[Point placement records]
┌──

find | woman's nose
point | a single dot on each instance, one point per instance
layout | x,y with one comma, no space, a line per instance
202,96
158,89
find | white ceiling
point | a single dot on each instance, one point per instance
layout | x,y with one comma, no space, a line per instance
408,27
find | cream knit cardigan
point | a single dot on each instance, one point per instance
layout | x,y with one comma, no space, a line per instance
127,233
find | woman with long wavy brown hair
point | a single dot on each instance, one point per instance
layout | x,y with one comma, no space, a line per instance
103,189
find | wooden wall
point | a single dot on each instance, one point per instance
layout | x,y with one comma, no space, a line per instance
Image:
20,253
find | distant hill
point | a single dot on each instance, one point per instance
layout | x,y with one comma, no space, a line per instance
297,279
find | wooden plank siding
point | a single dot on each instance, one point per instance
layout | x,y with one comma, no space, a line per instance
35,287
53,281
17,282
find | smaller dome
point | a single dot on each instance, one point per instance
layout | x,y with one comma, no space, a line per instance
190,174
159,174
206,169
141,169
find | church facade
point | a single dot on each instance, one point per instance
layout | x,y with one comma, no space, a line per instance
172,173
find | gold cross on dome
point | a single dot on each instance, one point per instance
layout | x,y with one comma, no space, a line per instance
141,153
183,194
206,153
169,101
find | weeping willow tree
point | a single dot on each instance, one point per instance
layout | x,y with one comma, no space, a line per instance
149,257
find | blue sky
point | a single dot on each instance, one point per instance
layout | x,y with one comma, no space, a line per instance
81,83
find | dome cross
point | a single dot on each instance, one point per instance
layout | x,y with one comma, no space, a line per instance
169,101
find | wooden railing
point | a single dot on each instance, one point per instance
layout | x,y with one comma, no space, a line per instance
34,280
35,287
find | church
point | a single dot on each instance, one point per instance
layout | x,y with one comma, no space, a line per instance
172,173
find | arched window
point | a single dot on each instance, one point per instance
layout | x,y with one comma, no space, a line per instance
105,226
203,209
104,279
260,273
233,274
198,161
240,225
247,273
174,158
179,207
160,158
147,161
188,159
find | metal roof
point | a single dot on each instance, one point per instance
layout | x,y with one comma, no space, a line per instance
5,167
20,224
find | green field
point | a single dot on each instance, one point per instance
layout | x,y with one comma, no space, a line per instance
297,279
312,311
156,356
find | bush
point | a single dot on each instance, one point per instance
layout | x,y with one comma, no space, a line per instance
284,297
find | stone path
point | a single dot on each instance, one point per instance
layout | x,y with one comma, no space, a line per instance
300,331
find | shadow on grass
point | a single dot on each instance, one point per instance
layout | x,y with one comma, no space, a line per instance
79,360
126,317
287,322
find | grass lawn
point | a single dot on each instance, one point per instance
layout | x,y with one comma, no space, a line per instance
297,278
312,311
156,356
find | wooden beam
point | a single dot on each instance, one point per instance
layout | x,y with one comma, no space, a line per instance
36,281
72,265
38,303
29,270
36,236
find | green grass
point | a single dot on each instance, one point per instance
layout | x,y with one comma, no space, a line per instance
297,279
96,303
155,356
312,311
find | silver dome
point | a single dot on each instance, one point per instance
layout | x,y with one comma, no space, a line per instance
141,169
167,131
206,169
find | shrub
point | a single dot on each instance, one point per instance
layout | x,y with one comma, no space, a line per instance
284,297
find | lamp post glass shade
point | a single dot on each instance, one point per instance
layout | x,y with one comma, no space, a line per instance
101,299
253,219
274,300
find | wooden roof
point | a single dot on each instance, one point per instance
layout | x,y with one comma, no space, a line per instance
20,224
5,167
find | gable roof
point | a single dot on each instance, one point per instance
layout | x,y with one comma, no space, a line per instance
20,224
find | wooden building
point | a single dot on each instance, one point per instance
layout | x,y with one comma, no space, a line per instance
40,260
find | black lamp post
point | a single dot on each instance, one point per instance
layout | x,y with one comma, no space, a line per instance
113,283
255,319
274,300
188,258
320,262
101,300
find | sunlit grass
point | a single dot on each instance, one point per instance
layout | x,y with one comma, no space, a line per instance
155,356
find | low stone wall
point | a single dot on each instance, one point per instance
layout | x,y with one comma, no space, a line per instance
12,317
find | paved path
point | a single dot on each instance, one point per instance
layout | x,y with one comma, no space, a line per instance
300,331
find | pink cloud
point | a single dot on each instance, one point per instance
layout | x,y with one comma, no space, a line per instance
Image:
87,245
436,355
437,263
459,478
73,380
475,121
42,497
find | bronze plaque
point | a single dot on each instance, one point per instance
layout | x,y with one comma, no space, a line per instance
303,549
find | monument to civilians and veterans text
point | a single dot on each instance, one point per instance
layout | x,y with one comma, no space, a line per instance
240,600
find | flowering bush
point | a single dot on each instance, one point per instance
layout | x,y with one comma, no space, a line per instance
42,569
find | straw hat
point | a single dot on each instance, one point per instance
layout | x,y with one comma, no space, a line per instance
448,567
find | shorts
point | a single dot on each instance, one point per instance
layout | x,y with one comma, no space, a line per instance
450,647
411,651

└──

» **TASK REQUIREMENTS**
With both ends included, please retype exactly the lines from the line containing "find | sunlit grass" to the final line of the data.

» **ANSWER TO THIS PROBLEM**
find | sunlit grass
point | a single dot on each instance, one point per instance
layout | x,y with one comma, no space, a line per instance
155,356
find | low stone wall
point | a single dot on each instance, one point per instance
layout | x,y with one comma, no space, a line per instance
12,317
find | paved path
point | a single dot on each instance, one point per instance
layout | x,y with one comma, no space, a line per instance
300,331
find | pink cloud
point | a single dot on each instance, one point per instance
layout | x,y with one comma, no space, a line per instance
Image:
87,245
436,355
437,263
459,478
73,380
475,121
42,497
find | bronze plaque
point | a single dot on each instance, one point per instance
layout | x,y with one comma, no space, a line per instance
303,549
find | monument to civilians and veterans text
point | a single dot on each instance, one point per instance
layout | x,y with one comma, no space, a line per instance
240,600
find | flowering bush
point | a single dot on each instance, one point per instance
layout | x,y with one comma, no space, a line per instance
42,569
find | straw hat
point | a single dot on each instance, one point per instance
layout | x,y with one comma, no space, a line per instance
448,567
find | shorts
point | a single dot on each instance, one point per instance
layout | x,y with one comma, no space, a line per instance
450,647
411,651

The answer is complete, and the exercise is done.